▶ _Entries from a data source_
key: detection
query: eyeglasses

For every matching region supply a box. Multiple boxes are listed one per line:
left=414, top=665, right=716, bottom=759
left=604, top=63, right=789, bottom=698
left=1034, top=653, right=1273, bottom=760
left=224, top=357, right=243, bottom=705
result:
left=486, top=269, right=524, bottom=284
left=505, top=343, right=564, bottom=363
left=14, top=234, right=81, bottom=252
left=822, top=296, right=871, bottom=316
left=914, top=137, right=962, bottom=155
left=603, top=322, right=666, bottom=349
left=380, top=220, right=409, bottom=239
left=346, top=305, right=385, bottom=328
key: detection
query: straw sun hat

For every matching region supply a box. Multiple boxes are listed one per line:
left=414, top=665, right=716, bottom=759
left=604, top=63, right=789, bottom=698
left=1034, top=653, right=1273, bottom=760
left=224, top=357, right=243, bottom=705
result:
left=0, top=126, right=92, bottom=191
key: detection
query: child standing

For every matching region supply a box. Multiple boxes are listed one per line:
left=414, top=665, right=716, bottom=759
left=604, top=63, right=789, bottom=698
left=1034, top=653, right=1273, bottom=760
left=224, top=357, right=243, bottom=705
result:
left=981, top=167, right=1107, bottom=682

▶ _Directions for this task_
Present every line of the entries above as a Markdown table, skipping blank lines, with one column named Row holding the row number and another named Line holding the text of that line.

▶ _Output of the exercise_
| Row | Line |
|---|---|
| 1 | key: detection |
| 2 | query: eyeglasses |
| 3 | For every matching region supply a box. Multiple boxes are listed one per line: |
| 4 | left=414, top=665, right=716, bottom=759 |
| 5 | left=604, top=63, right=789, bottom=698 |
| 6 | left=1034, top=653, right=1273, bottom=760 |
| 7 | left=224, top=357, right=243, bottom=705 |
| 8 | result: |
| 9 | left=486, top=269, right=524, bottom=284 |
| 10 | left=505, top=343, right=564, bottom=363 |
| 11 | left=14, top=234, right=81, bottom=252 |
| 12 | left=822, top=296, right=871, bottom=316 |
| 13 | left=914, top=137, right=962, bottom=155 |
| 14 | left=603, top=322, right=666, bottom=349 |
| 15 | left=380, top=220, right=409, bottom=239 |
| 16 | left=346, top=305, right=385, bottom=328 |
| 17 | key: detection |
| 18 | query: straw sun hat |
| 19 | For every matching region supply a box. Multiple boxes are listed one per line: |
| 20 | left=414, top=665, right=716, bottom=759 |
| 21 | left=604, top=63, right=789, bottom=698 |
| 22 | left=1034, top=653, right=1273, bottom=760 |
| 23 | left=224, top=357, right=243, bottom=705 |
| 24 | result: |
| 25 | left=0, top=126, right=92, bottom=191 |
| 26 | key: detection |
| 27 | query: child standing |
| 28 | For every matching region supply a box. Multiple boxes are listed one per line: |
| 29 | left=414, top=665, right=716, bottom=759 |
| 30 | left=604, top=63, right=789, bottom=698 |
| 31 | left=1034, top=653, right=1273, bottom=760 |
| 32 | left=224, top=357, right=243, bottom=705 |
| 33 | result: |
| 34 | left=981, top=167, right=1107, bottom=682 |